▸ **Instruction**: Put every line of the records below into a numbered list, leaving out any blank lines.

▸ **Dataset extract**:
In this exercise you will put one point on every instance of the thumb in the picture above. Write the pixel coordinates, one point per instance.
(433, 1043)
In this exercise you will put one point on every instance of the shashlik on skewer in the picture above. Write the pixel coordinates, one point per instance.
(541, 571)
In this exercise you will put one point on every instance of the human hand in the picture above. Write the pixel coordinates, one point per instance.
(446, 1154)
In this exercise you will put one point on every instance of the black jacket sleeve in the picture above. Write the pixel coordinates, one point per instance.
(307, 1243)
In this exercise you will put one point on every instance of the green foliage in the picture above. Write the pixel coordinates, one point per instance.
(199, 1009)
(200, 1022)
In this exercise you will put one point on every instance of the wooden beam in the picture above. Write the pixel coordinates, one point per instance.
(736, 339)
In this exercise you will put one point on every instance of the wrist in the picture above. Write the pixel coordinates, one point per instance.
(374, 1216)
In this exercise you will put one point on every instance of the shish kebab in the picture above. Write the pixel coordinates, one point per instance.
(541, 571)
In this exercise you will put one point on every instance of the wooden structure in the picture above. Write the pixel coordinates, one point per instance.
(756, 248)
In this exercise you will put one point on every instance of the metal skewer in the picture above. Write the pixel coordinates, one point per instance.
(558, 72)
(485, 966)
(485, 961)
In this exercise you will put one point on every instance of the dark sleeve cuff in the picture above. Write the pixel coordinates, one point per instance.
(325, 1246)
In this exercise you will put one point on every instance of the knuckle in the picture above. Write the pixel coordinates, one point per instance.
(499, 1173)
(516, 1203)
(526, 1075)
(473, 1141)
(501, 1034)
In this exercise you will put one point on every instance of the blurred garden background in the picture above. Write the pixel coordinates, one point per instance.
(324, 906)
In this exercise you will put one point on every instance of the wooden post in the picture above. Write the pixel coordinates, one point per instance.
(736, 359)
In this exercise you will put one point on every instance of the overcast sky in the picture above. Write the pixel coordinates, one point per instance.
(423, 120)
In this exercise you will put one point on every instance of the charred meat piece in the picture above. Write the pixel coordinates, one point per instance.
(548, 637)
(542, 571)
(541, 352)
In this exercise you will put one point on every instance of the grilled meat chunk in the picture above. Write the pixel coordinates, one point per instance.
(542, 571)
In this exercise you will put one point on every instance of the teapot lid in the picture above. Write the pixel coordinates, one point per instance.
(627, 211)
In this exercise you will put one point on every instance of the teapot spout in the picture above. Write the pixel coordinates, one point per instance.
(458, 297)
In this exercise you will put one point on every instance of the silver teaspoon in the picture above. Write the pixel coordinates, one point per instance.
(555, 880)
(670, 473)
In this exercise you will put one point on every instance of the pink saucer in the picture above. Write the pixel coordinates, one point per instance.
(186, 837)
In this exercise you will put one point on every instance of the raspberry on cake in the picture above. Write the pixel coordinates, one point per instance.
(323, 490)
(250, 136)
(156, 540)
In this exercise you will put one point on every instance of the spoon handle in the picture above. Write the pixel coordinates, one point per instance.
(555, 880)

▸ **The result**:
1. In this exercise you will put one point on every instance of the thumb in the picture above. Write the pixel coordinates, one point per instance.
2. (433, 1043)
3. In this exercise you will put one point on every instance of the shashlik on skewer in the picture above. Write the pixel coordinates, one point per instance.
4. (541, 571)
5. In this exercise you will put one point on every instance of the human hand in the picture above. Write the pixel coordinates, one point per instance.
6. (446, 1154)
7. In this exercise you will put one point on every instance of the black jacket sleeve in the picture above. Write the pixel coordinates, one point per instance.
8. (307, 1243)
9. In this exercise you will put one point on every instance of the green foliage in the picture above. Write the pixel coordinates, one point per instance.
10. (199, 1009)
11. (200, 1022)
12. In this exercise you will put one point on every instance of the wooden beam in the picture above. Write the pixel coordinates, one point per instance.
13. (736, 339)
14. In this exercise you will put one point on every instance of the wrist in the picture above. Write the pixel coordinates, one point per instance.
15. (374, 1216)
16. In this exercise you will put one point on every instance of the shish kebab in the picture above. Write the pixel coordinates, one point per instance.
17. (541, 571)
18. In this exercise you will put one point on every instance of the wooden structure in the picture above. Write the pixel coordinates, one point per instance.
19. (756, 248)
20. In this exercise you will put one point on every instance of the metal skewer in the picture above. Write the pixel coordinates, one point per instance.
21. (558, 72)
22. (485, 966)
23. (485, 961)
24. In this exercise you will put one point on every instance of the dark sleeve cuff in the picture above. Write the pixel coordinates, one point per instance.
25. (325, 1246)
26. In this exercise you will put one point on every instance of the knuckle in the picture above. Write the pixel coordinates, one point per instance.
27. (499, 1173)
28. (516, 1203)
29. (526, 1075)
30. (473, 1141)
31. (501, 1034)
32. In this exercise you will put one point on every instance of the blurred garden background in the picture above. Write the pixel coordinates, one point per instance.
33. (324, 906)
34. In this exercise you will put one point on every instance of the wooden post in the picture above. Write the pixel coordinates, one point per instance.
35. (736, 359)
36. In this exercise you will put one point on every instance of the overcast sky in the picture above. Write the pixel coordinates, one point per instance.
37. (423, 120)
38. In this exercise you will put one point on every instance of the charred meat piece in the picture above. Write the pixel coordinates, one point per instance.
39. (548, 637)
40. (542, 571)
41. (541, 352)
42. In this exercise you will put one point on every instance of the grilled meat chunk in the picture above. Write the pixel coordinates, one point per instance.
43. (542, 571)
44. In this exercise you will put one point on every instance of the teapot lid in the picture above. Write the pixel coordinates, one point per instance.
45. (627, 211)
46. In this exercise you will put one point on every instance of the teapot spout in the picture above. Write the pixel coordinates, one point per instance.
47. (458, 297)
48. In this exercise you will put one point on every instance of the silver teaspoon in the picture above. Write the pixel coordinates, one point per instance.
49. (555, 880)
50. (670, 473)
51. In this exercise you will put one point on every instance of the pink saucer in the picture above. Write the pixel coordinates, one point per instance.
52. (186, 837)
53. In this exercise you will put one point on every instance of the raspberry on cake in the picture above. Write the pixel coordinates, one point per instance.
54. (323, 490)
55. (250, 136)
56. (156, 540)
57. In this exercise you will put one point on every instance of the spoon handle in the picture above. Write the pixel coordinates, one point per instance.
58. (555, 880)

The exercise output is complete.